## Goal
Please pull out every line of the listing below that contains the string "construction". Case matters.

## Material for the task

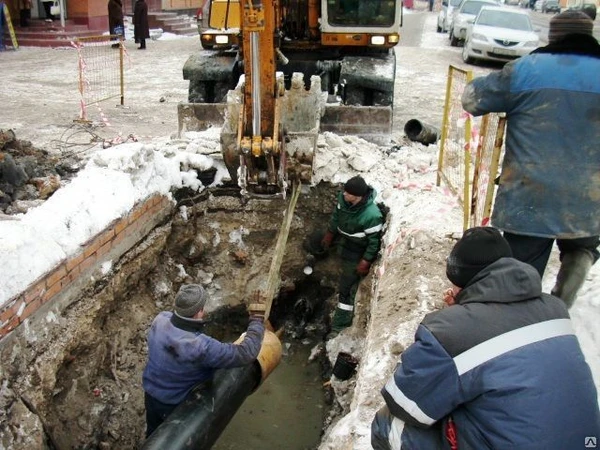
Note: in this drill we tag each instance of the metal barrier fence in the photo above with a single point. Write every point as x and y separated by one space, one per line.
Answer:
454 161
489 150
466 150
100 71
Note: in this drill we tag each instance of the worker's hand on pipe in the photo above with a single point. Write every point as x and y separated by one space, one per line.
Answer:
258 305
363 267
327 240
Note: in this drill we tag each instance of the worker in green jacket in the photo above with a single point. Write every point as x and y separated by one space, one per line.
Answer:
355 229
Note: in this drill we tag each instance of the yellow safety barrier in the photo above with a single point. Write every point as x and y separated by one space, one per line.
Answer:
469 155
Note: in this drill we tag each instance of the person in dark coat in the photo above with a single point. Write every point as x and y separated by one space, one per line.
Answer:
116 25
141 30
181 356
24 12
47 10
499 368
549 185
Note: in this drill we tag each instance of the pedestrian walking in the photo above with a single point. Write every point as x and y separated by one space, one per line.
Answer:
116 25
549 189
47 10
24 12
499 368
181 356
141 30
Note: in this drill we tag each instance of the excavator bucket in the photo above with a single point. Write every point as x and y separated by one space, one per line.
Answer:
303 114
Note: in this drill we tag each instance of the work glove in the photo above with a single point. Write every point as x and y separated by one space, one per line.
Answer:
363 267
327 240
258 306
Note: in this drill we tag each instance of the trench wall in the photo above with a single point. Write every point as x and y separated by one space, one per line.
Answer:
59 287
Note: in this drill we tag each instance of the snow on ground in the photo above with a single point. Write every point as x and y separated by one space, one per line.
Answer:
116 178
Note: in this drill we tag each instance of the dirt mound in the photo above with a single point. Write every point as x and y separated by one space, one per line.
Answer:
29 176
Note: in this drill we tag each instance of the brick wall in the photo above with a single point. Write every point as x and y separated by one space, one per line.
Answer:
67 279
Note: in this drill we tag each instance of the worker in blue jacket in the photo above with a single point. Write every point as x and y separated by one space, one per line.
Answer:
181 356
549 188
500 368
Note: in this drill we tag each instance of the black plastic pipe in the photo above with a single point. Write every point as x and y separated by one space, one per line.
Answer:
200 419
421 132
198 422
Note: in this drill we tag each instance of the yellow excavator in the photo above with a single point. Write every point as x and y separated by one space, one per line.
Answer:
275 73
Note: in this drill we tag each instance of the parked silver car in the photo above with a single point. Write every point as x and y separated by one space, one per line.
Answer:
499 34
465 13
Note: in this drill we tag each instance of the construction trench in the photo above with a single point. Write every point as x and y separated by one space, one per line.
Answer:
80 386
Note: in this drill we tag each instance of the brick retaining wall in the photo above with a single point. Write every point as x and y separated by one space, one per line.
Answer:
66 280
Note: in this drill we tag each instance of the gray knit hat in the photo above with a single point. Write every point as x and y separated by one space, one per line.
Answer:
356 186
569 22
190 299
478 248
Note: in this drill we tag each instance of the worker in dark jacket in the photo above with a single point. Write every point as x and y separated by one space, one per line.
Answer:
355 225
115 19
501 368
549 187
141 29
181 356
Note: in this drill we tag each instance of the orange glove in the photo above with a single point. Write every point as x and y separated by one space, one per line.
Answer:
258 306
327 240
363 267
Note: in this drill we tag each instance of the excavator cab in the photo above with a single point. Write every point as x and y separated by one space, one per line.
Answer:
279 72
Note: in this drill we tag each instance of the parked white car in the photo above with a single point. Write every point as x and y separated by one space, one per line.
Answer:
460 20
499 34
445 14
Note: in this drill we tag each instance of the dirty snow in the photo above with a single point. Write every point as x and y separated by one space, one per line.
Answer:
116 178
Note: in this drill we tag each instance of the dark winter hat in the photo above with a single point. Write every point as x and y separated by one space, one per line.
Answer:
190 299
569 22
478 248
356 186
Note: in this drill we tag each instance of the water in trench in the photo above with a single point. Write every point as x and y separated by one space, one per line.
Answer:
288 410
86 386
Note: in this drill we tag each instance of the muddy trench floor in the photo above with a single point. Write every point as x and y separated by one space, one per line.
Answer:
83 384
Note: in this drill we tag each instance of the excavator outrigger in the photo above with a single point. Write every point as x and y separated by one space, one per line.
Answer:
279 64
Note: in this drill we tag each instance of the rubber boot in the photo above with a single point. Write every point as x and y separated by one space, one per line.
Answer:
574 268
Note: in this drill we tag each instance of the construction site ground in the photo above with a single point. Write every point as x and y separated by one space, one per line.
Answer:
41 104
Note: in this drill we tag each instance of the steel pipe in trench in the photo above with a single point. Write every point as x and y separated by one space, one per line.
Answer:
198 422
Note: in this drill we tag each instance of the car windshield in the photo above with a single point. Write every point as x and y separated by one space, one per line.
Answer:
361 12
472 7
504 19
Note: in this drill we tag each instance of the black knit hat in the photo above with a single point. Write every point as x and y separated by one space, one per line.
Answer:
190 299
478 248
569 22
356 186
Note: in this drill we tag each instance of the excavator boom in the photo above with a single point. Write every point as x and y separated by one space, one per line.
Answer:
288 70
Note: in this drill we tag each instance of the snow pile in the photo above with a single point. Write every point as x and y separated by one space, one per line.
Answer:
115 179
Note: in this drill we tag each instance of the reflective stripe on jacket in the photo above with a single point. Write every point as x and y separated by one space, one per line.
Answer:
359 226
504 363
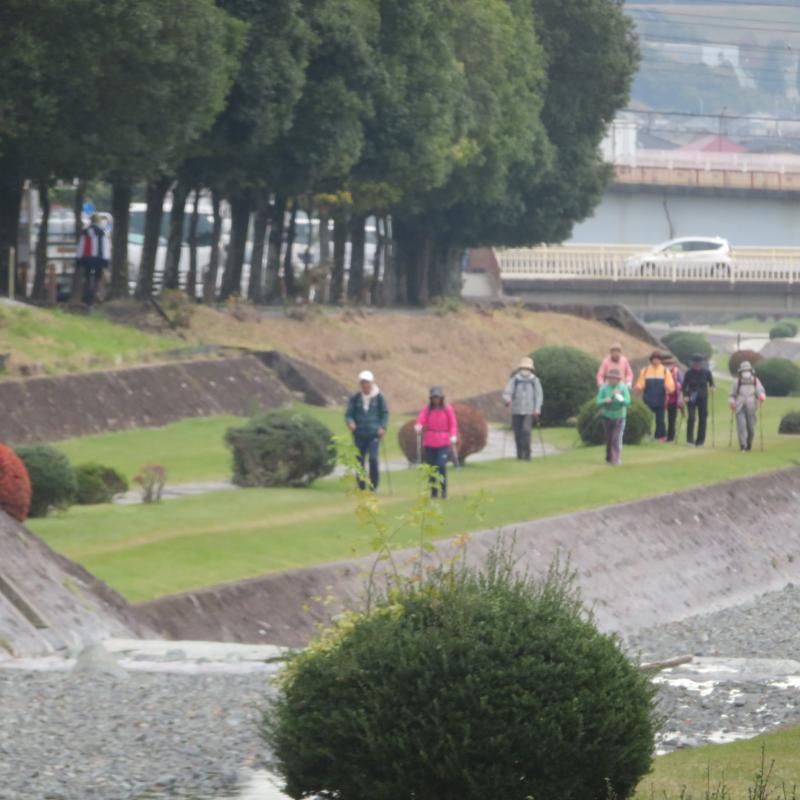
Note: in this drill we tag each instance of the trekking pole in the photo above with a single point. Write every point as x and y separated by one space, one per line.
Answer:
386 462
713 421
541 438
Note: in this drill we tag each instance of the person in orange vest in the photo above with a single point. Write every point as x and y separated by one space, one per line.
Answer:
655 384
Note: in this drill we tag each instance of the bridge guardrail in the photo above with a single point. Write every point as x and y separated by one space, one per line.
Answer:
548 263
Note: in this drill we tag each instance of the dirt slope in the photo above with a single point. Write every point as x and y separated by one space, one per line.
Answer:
469 352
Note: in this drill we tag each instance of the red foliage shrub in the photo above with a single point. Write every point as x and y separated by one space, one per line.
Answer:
473 433
15 485
743 355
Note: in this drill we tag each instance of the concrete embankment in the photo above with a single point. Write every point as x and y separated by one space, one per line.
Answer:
639 564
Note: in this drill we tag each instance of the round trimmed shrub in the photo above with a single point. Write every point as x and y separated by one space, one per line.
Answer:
15 485
790 423
783 330
734 362
780 376
568 381
684 344
473 434
638 425
473 685
98 484
281 448
52 477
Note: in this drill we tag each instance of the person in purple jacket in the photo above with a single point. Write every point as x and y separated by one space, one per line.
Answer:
438 428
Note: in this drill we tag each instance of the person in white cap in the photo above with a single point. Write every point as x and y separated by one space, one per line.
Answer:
524 395
745 398
368 417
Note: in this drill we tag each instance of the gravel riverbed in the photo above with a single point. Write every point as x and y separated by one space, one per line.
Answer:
93 736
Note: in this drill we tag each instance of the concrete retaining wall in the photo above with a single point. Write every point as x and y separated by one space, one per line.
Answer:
50 409
49 604
638 564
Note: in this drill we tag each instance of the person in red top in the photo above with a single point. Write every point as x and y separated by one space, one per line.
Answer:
439 430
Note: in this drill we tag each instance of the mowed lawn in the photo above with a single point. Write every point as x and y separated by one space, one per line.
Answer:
694 770
190 450
148 551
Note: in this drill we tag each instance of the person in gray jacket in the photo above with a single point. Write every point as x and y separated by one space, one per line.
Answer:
745 398
524 396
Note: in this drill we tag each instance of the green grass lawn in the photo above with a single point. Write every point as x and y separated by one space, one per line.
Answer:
191 450
148 551
63 342
733 765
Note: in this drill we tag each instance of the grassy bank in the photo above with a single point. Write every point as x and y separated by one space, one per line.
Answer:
147 551
700 773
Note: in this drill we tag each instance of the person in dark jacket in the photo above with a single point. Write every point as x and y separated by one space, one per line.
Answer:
368 417
698 382
656 383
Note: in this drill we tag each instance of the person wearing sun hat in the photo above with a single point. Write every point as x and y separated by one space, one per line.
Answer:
613 397
524 396
367 416
617 360
655 383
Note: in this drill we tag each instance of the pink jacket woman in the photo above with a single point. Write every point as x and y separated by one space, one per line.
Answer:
439 425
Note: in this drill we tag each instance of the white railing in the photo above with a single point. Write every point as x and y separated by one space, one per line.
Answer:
751 265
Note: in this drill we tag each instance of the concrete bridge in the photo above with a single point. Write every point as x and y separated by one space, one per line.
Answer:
761 281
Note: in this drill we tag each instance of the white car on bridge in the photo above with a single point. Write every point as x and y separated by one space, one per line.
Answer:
709 254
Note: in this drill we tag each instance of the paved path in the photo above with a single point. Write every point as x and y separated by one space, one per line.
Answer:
499 446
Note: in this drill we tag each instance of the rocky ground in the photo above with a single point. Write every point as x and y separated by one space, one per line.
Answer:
107 733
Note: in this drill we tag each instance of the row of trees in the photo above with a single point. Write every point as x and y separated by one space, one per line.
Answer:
465 122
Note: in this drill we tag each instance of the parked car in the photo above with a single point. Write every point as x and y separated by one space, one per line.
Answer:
713 253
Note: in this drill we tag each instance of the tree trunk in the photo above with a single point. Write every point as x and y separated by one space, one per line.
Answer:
355 281
172 260
76 287
39 289
376 289
210 278
288 263
191 276
255 289
273 292
10 204
339 250
324 239
121 211
240 222
156 192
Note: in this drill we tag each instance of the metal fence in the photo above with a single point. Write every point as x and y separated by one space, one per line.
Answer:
753 265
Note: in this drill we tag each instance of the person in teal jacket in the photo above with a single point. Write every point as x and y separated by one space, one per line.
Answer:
613 398
367 417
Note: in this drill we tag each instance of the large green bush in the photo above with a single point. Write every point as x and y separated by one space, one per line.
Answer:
98 484
790 423
780 376
470 686
638 425
684 344
568 381
52 477
281 448
783 330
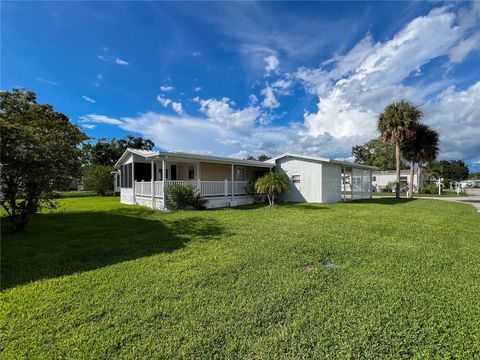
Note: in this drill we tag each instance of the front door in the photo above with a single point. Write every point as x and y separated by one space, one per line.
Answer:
173 169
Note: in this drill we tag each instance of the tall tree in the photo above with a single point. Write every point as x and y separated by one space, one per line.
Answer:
40 152
376 153
451 169
423 146
396 124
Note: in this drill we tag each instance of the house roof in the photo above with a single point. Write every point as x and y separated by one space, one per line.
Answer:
150 154
322 159
392 172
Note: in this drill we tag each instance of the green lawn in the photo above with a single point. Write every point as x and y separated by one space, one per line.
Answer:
445 193
97 279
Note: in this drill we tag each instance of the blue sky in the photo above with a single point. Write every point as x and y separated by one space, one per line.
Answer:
233 79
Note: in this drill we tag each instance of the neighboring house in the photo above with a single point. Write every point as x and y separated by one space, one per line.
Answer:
380 179
316 179
221 180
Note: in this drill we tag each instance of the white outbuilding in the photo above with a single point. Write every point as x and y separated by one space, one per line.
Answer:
321 180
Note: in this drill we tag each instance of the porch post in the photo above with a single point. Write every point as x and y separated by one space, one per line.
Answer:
164 177
133 181
199 181
232 182
153 182
370 184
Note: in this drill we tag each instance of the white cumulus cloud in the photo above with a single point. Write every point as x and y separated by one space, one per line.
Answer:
89 99
272 63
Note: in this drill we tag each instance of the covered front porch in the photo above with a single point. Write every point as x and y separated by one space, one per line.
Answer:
145 177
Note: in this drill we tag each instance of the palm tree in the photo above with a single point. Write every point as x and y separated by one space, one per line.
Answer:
396 124
272 184
423 146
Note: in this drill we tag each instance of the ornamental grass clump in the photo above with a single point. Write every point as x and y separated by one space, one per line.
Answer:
272 185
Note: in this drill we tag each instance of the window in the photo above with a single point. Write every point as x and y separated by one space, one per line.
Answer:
239 174
191 172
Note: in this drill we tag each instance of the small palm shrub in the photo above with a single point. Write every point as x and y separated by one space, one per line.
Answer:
183 197
272 184
252 191
430 189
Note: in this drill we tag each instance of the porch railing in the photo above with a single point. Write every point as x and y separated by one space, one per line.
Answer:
207 188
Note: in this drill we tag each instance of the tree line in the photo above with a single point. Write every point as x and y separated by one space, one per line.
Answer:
405 142
42 151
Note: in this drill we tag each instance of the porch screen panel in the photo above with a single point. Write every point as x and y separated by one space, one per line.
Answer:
356 184
130 175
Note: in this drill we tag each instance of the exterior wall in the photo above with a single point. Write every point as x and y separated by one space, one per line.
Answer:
383 178
215 172
116 188
331 183
126 196
309 187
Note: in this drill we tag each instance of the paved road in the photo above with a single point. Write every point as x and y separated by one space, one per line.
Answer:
473 198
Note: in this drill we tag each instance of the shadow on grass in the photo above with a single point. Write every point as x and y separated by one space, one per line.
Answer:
383 201
60 244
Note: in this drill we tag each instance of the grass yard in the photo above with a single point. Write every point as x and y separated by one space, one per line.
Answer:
445 193
97 279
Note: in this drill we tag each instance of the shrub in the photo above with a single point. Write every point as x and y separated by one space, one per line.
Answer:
430 189
272 184
252 191
99 179
184 196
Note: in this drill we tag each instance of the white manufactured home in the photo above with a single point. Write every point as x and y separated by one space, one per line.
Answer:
317 179
142 177
381 179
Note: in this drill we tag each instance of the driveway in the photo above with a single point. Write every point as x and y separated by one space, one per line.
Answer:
473 198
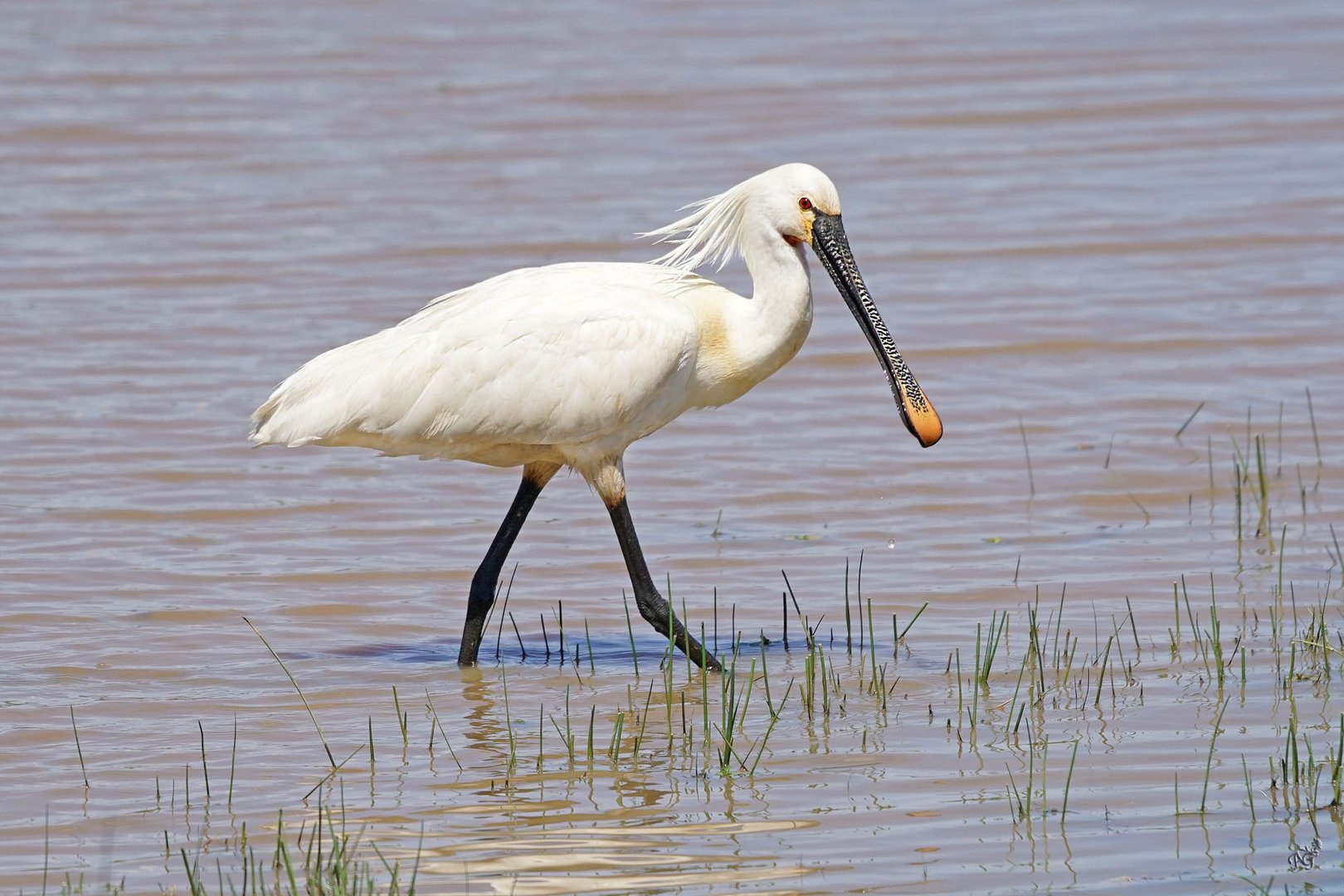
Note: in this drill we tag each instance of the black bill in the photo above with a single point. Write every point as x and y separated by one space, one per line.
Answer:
830 242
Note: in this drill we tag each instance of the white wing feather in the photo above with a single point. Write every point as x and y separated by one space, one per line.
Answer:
569 355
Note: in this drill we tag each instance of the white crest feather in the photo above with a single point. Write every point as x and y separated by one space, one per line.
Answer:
709 236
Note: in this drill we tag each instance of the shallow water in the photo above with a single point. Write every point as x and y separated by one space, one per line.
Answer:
1085 225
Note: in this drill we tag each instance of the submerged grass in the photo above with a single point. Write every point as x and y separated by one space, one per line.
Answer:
1036 688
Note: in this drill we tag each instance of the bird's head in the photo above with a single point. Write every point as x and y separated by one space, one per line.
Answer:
800 204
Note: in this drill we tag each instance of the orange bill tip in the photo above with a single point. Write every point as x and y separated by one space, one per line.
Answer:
925 425
921 418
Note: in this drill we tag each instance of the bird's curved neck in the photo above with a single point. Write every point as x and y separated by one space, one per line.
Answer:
769 327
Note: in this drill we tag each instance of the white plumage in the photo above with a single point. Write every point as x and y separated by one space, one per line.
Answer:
569 364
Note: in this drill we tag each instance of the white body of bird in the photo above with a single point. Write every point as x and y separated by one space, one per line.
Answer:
569 364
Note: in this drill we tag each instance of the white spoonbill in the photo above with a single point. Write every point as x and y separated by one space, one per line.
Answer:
569 364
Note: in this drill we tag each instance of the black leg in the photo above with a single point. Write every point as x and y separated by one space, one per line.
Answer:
652 606
535 476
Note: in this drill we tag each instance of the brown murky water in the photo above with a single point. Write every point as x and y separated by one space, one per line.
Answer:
1085 222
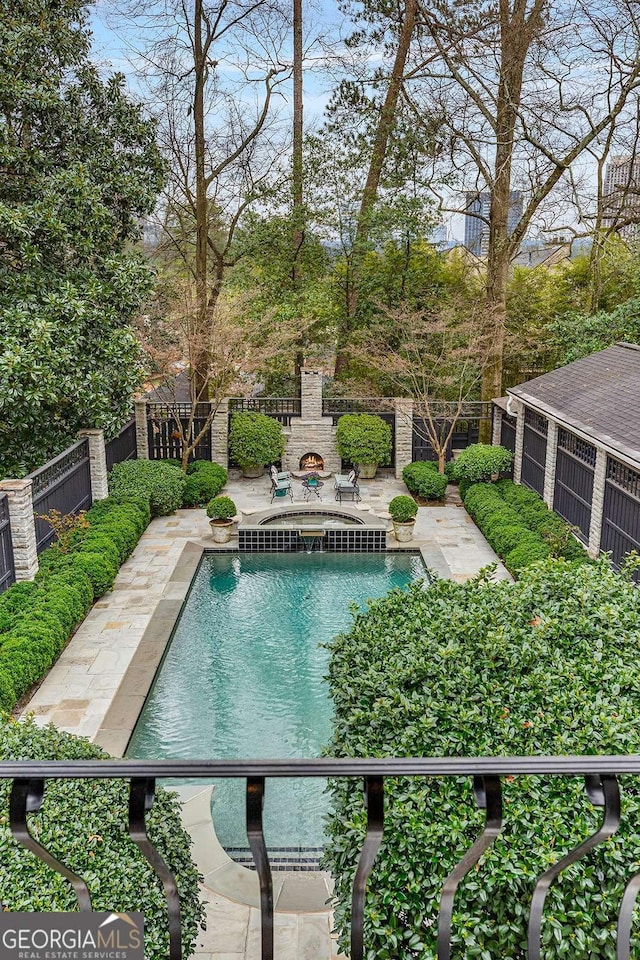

## Output
Note: in this drill we tag each instance of the construction trench in the photo above with a single point. Write every point as x and y separated by one space, one per line.
Note: in this drill we tag each instance of the construction site ground in the photo above with a single point. Write every point as x and y separated by one space, one per line.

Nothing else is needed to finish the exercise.